◆ Aufgabe ◆
Gib aus dem Text über die Radtour an der Küste die Stelle zwischen "Die nachfolgenden Tage" und "Guacamole zu stillen.", beide eingeschlossen, Wort für Wort wieder.

◆ Lesetext ◆
Die nachfolgenden Tage ist ideales Radlerwetter angesagt (max 18 Grad bei Sonnenschein)- da auch kaum Höhenmeter zu überwinden sind, planen wir Tagesetappen zwischen 90 und 100km. Es geht durch stark landwirtschaftlich genutztes Gebiet (Region Gharb) entlang der Küste: Heidelbeeren, Himbeeren (ich sehe ein Gebäude von Discrolls – sie vermarkten die Beeren auch in österreichischen Supermärkten), Zuckerrohr, Bananen, Zitrusfrüchte, Reis und Unmengen an Avocados. Viele Betriebe setzen trotz Belastung der Wasserressourcen seit ein paar Jahren vermehrt auf die grüne Frucht, um den Hunger der Europäer nach Guacamole zu stillen.
Das Radeln ist körperlich nicht anstrengend, auf manchen Abschnitten sind aber viele Fahrzeuge (auch LKW‘s) unterwegs, sodass es eher mental belastend wird.

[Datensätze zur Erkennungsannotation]
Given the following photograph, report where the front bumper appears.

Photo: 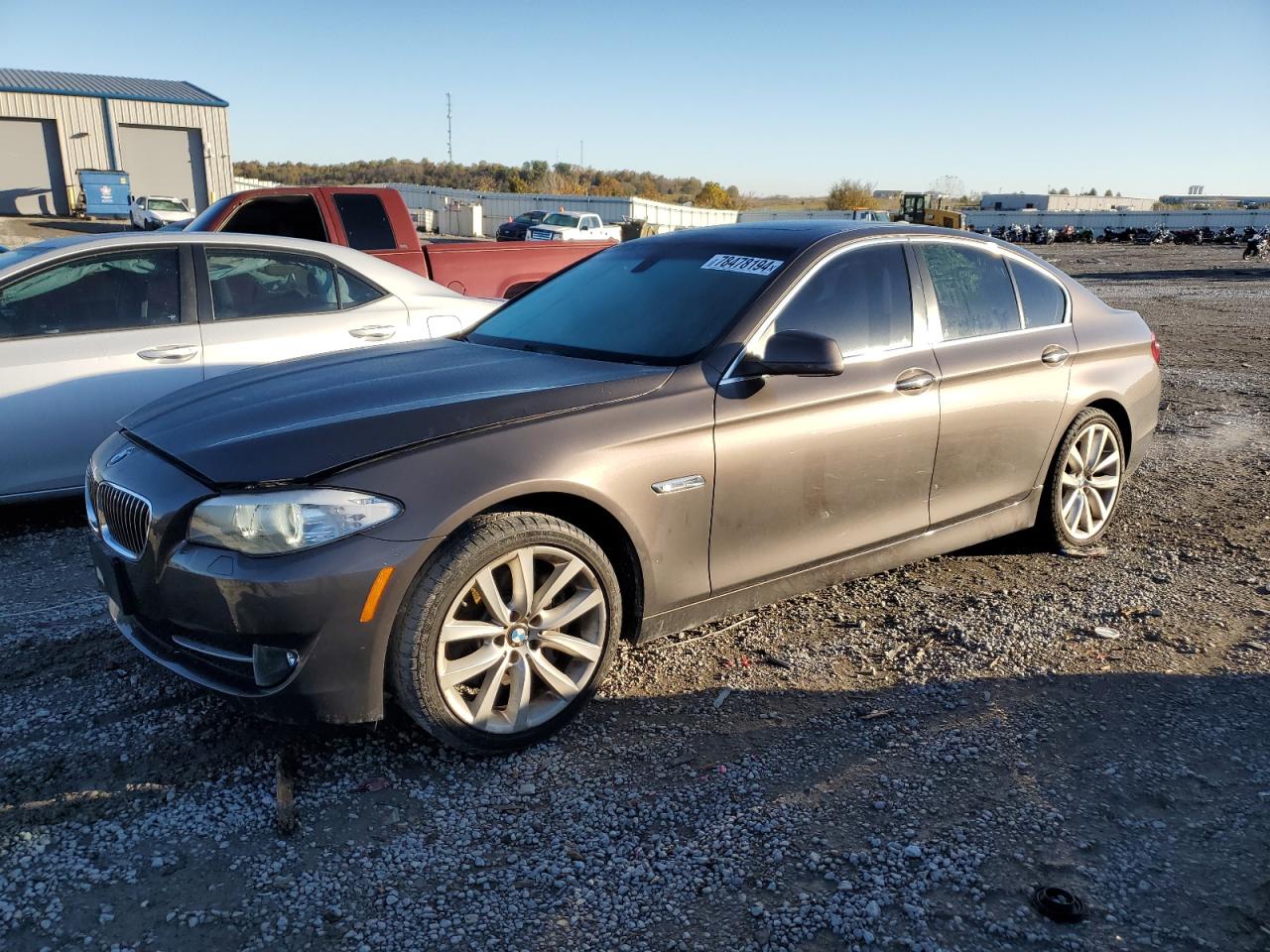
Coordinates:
[91,438,435,724]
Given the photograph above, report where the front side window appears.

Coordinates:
[218,195,326,241]
[776,244,913,355]
[915,242,1022,340]
[207,249,339,321]
[467,239,790,364]
[0,249,181,340]
[335,193,396,251]
[1010,262,1067,327]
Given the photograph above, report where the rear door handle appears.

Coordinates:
[137,344,198,363]
[895,367,935,394]
[348,323,396,340]
[1040,344,1071,367]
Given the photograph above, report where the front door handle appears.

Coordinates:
[137,344,198,363]
[348,323,396,340]
[895,367,935,394]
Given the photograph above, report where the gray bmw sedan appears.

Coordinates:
[86,219,1160,753]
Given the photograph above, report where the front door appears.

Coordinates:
[0,246,203,496]
[913,241,1076,526]
[710,240,940,591]
[192,245,407,378]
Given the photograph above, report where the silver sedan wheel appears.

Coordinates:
[437,545,608,734]
[1061,422,1123,539]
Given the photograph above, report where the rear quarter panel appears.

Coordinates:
[1061,278,1160,471]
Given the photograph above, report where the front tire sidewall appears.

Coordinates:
[389,513,622,754]
[1045,408,1129,548]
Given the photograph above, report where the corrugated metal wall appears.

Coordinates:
[966,208,1270,235]
[0,92,234,211]
[740,208,868,221]
[378,181,736,235]
[740,208,1270,234]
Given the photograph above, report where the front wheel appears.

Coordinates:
[1038,408,1128,548]
[387,513,621,754]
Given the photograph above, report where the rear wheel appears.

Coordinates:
[1039,408,1126,548]
[389,513,621,754]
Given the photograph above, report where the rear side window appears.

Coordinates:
[0,249,181,340]
[335,194,396,251]
[916,242,1022,340]
[1010,262,1067,327]
[776,245,913,354]
[207,249,339,321]
[220,195,326,241]
[339,271,384,307]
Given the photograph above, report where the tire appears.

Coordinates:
[386,513,622,754]
[1036,408,1126,549]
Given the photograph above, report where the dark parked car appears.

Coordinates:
[494,212,548,241]
[86,221,1160,752]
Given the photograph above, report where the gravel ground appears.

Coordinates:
[0,245,1270,952]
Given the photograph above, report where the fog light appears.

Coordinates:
[251,645,300,688]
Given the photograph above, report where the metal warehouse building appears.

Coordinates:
[0,67,234,214]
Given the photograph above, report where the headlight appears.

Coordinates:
[187,489,401,554]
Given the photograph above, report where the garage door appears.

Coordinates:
[119,126,207,210]
[0,119,68,214]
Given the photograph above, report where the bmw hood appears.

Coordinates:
[119,340,671,486]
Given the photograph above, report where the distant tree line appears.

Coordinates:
[234,159,744,208]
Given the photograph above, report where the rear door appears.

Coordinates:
[195,245,409,377]
[710,240,940,591]
[913,240,1076,526]
[0,244,203,496]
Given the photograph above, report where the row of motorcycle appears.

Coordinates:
[983,225,1270,260]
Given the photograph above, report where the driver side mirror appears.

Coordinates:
[736,330,842,377]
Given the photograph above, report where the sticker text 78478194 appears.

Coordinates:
[701,255,785,277]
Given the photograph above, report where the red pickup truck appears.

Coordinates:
[186,186,613,298]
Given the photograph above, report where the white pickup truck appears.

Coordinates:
[525,212,622,241]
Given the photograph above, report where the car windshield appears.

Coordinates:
[467,239,789,366]
[0,240,64,272]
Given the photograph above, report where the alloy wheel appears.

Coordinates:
[437,545,608,734]
[1060,422,1123,539]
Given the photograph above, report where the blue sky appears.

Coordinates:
[0,0,1270,195]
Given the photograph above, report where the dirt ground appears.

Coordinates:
[0,241,1270,952]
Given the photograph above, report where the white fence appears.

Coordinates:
[376,181,736,235]
[740,208,878,221]
[965,208,1270,235]
[234,176,282,191]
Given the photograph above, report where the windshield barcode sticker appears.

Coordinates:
[701,255,785,276]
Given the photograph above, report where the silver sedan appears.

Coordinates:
[0,232,499,502]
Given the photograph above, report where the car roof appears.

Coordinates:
[0,231,462,298]
[643,218,984,253]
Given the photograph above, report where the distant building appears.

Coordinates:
[0,67,234,214]
[1160,189,1270,208]
[979,191,1156,212]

◆ Lösung ◆
Die nachfolgenden Tage ist ideales Radlerwetter angesagt (max 18 Grad bei Sonnenschein)- da auch kaum Höhenmeter zu überwinden sind, planen wir Tagesetappen zwischen 90 und 100km. Es geht durch stark landwirtschaftlich genutztes Gebiet (Region Gharb) entlang der Küste: Heidelbeeren, Himbeeren (ich sehe ein Gebäude von Discrolls – sie vermarkten die Beeren auch in österreichischen Supermärkten), Zuckerrohr, Bananen, Zitrusfrüchte, Reis und Unmengen an Avocados. Viele Betriebe setzen trotz Belastung der Wasserressourcen seit ein paar Jahren vermehrt auf die grüne Frucht, um den Hunger der Europäer nach Guacamole zu stillen.